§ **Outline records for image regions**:
***

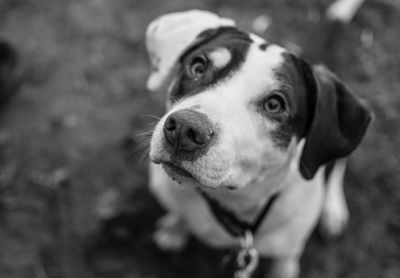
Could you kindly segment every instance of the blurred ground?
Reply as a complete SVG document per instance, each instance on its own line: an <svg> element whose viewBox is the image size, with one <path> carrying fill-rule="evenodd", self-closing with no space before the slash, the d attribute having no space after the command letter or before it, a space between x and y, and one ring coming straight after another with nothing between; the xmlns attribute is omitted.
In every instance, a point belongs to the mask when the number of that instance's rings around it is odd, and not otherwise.
<svg viewBox="0 0 400 278"><path fill-rule="evenodd" d="M272 25L261 35L307 46L316 61L310 48L330 1L198 2L1 0L0 37L20 50L27 74L0 114L0 277L221 277L223 253L193 240L164 254L151 242L162 210L134 134L164 104L144 87L146 25L197 7L251 30L266 14ZM400 277L399 15L396 0L367 1L318 52L376 119L348 170L349 229L335 242L313 236L302 277Z"/></svg>

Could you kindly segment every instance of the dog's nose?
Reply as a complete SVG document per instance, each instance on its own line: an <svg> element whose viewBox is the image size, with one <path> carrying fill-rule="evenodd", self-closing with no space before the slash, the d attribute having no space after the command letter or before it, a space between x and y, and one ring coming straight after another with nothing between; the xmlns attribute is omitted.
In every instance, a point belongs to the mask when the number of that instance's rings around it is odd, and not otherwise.
<svg viewBox="0 0 400 278"><path fill-rule="evenodd" d="M164 136L176 152L194 152L212 141L214 130L206 114L182 109L165 120Z"/></svg>

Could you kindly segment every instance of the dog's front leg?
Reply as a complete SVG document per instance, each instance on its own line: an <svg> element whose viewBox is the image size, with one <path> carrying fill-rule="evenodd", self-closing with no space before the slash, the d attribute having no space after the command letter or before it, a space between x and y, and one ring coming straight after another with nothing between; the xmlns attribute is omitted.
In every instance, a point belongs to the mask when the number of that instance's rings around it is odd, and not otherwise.
<svg viewBox="0 0 400 278"><path fill-rule="evenodd" d="M299 270L298 257L276 258L272 261L265 278L297 278Z"/></svg>
<svg viewBox="0 0 400 278"><path fill-rule="evenodd" d="M186 223L179 216L168 213L157 222L157 230L153 239L156 245L164 251L182 250L189 237Z"/></svg>

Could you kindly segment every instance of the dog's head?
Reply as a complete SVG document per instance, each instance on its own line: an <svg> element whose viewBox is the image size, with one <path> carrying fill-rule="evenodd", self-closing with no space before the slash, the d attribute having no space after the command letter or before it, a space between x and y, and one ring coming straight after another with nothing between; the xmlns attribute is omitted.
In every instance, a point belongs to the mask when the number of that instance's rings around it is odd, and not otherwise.
<svg viewBox="0 0 400 278"><path fill-rule="evenodd" d="M150 158L178 182L242 188L285 173L311 179L352 152L369 110L329 70L232 26L202 31L163 81L168 112Z"/></svg>

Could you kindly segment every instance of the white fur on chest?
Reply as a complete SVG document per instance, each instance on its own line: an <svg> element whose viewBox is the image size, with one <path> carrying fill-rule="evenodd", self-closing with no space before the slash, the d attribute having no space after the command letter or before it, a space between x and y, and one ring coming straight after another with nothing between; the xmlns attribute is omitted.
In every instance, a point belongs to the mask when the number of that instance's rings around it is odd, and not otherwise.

***

§ **Problem details**: Turn all of the data above into a numbered list, one line per item, with blank lines and pictures left out.

§ **Solution for this exercise**:
1. Could you kindly segment every instance of the blurred ground?
2. Reply as a complete SVG document per instance, each instance on its own line: an <svg> element whose viewBox is the image size, with one <path> carrying fill-rule="evenodd", self-closing with no space before the slash, the d attribute having no space after the command letter or before it, a space between x and y, and one ring coming straight after another with nothing between; the xmlns attribute is omitted.
3. In every instance, a point belongs to the mask when the number of that instance's rings around it is odd, and not otherwise.
4. <svg viewBox="0 0 400 278"><path fill-rule="evenodd" d="M272 25L261 35L307 46L316 61L310 48L330 1L198 2L1 0L0 37L20 50L27 74L0 114L0 277L221 277L223 253L193 240L164 254L151 242L162 210L134 134L164 104L144 87L146 25L197 7L251 30L266 14ZM400 277L399 15L396 0L367 1L318 52L376 119L348 170L349 229L335 242L313 236L302 277Z"/></svg>
5. Could you kindly segment every instance of the dog's nose?
6. Reply as a complete SVG document per instance, each instance on its own line: an <svg> element whose viewBox is the image size, with one <path> carrying fill-rule="evenodd", self-closing with no space before the slash, the d attribute having no space after the command letter or before it, a space between x and y, and one ring coming straight after another with nothing between; the xmlns attribute is omitted.
7. In every instance, a point belongs to the mask when the number of that instance's rings around it is odd, and not otherwise.
8. <svg viewBox="0 0 400 278"><path fill-rule="evenodd" d="M164 136L176 152L194 152L212 141L214 130L206 114L182 109L165 120Z"/></svg>
9. Could you kindly segment every instance of the dog's front leg?
10. Reply as a complete SVG document per instance, each instance on its own line: an <svg> element whose viewBox is the image size, with one <path> carrying fill-rule="evenodd", self-closing with no space before the slash, the d attribute having no space after the command letter or before it, a space between x and y, and one ring coming straight after another with nothing between; the xmlns attribute is omitted.
11. In every instance, a point belongs to the mask when the number of that instance's rings around it is odd, and not otherwise.
12. <svg viewBox="0 0 400 278"><path fill-rule="evenodd" d="M299 270L298 257L276 258L272 261L265 278L297 278Z"/></svg>
13. <svg viewBox="0 0 400 278"><path fill-rule="evenodd" d="M186 223L179 216L168 213L157 222L157 230L153 239L156 245L164 251L182 250L189 237Z"/></svg>
14. Could you kindly segment every instance of the dog's head?
15. Reply as a complete SVG document per instance, each instance on its own line: an <svg> element whose viewBox is the image size, with one <path> carrying fill-rule="evenodd", self-closing with no space before the slash, the d attribute having no space after the command letter or before it, a space between x and y, and one ring coming straight after another with nothing between; the xmlns attribute is omitted.
16. In every instance, a point belongs to the mask when the number of that instance's rings around it is odd, and not otherwise.
17. <svg viewBox="0 0 400 278"><path fill-rule="evenodd" d="M150 158L178 182L242 188L285 173L311 179L352 152L369 110L329 70L232 26L202 31L163 81L168 112Z"/></svg>
18. Could you kindly segment every instance of the white fur on chest?
19. Reply as a complete SVG document per instance, each instance on its own line: an <svg> element whose viewBox is the image size, with one <path> carrying fill-rule="evenodd", self-closing with no space before the slash, the d attribute having no space after the command letter or before it, a space between x and y, and one ring coming straight after another with nothing between; the xmlns attribute is omitted.
20. In every instance, a point belongs to the mask when the number of that instance's rings around it is odd, and not otherwise.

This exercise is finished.